Goals:
1. In the text about missing her, what does she do when the writer plays Free Cell too long?
2. Reproduce the records word for word, from their first line up to and including the line with "top-left (26, 120), bottom-right (84, 220)".

┌─ Selected text

How do I lie in bed tonight and not have her beside me as I go to sleep? How do I roll over and not have her in my way? How do I open my eyes in the middle of the night and not see her sleeping beside me, not feel her touching me? How do I wake up and not have her beside me or know that she will be waiting for me excitedly at the bottom of the stairs in the morning? Lying there looking up for me to come down the stairs and then coming up the first couple of steps so anxious to say good morning!
How do I not have her bugging me to get off the computer and go for a walk at night? How do I not have that heavy sigh if I play Free Cell too long?
How do I not have her excited look — ears up, eyes bright when I say “do you want to go for a walk?”
How do I not have that look “oh cripes, you’re crying again”, when I’m sad and crying? How do I not have her support as I go through those sad times in my life? How do I not have her there to celebrate the wonderful things that happen in my life?
How do I go to the park and not have her disappear chasing some squirrel, fox, or whatever? How do I go for a walk in the woods and not worry about where’s she’s gone? Timing how long she’s been gone to figure out whether I need to start worrying?
How do I walk in the door and not have her greeting me? How do I enter the house and not have her rubbing against my legs and smiling up at me with such love and happiness to see me?

└─
┌─ Record excerpts

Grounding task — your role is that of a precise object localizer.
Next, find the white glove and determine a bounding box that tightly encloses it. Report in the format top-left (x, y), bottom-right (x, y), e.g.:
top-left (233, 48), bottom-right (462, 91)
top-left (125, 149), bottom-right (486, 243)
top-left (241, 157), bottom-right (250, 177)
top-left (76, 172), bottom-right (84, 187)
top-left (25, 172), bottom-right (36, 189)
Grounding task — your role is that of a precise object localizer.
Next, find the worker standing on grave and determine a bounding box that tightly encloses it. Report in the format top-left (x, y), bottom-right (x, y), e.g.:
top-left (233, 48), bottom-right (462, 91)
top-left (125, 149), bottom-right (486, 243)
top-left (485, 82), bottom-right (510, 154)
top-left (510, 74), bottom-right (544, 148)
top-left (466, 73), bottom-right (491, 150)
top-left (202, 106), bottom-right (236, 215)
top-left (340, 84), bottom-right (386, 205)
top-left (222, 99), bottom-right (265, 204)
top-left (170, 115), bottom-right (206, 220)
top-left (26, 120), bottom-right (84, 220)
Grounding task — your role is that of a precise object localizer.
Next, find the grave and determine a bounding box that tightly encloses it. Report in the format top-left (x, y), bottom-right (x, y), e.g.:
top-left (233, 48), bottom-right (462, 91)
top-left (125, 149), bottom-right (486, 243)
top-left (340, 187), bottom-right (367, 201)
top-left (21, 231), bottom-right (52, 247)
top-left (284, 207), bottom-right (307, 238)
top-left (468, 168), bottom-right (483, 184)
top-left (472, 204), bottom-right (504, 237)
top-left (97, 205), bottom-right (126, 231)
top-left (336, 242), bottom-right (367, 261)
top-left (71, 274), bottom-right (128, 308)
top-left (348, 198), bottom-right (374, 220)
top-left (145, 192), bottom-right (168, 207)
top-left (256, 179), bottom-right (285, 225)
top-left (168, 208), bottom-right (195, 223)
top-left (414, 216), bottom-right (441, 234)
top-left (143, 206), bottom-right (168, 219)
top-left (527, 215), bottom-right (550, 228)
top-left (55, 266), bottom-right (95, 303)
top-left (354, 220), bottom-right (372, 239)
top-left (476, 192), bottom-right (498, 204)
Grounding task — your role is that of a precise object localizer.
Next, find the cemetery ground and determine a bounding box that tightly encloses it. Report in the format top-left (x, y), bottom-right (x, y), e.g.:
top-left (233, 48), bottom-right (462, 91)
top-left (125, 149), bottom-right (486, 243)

└─

Task-by-task outputs:
1. She lets out a heavy sigh.

2.
Grounding task — your role is that of a precise object localizer.
Next, find the white glove and determine a bounding box that tightly encloses it. Report in the format top-left (x, y), bottom-right (x, y), e.g.:
top-left (233, 48), bottom-right (462, 91)
top-left (125, 149), bottom-right (486, 243)
top-left (241, 157), bottom-right (250, 177)
top-left (76, 172), bottom-right (84, 187)
top-left (25, 172), bottom-right (36, 189)
Grounding task — your role is that of a precise object localizer.
Next, find the worker standing on grave and determine a bounding box that tightly encloses it. Report in the format top-left (x, y), bottom-right (x, y), e.g.:
top-left (233, 48), bottom-right (462, 91)
top-left (125, 149), bottom-right (486, 243)
top-left (485, 82), bottom-right (510, 154)
top-left (510, 74), bottom-right (544, 148)
top-left (466, 73), bottom-right (491, 150)
top-left (202, 106), bottom-right (236, 215)
top-left (340, 84), bottom-right (386, 205)
top-left (222, 99), bottom-right (265, 204)
top-left (170, 115), bottom-right (206, 220)
top-left (26, 120), bottom-right (84, 220)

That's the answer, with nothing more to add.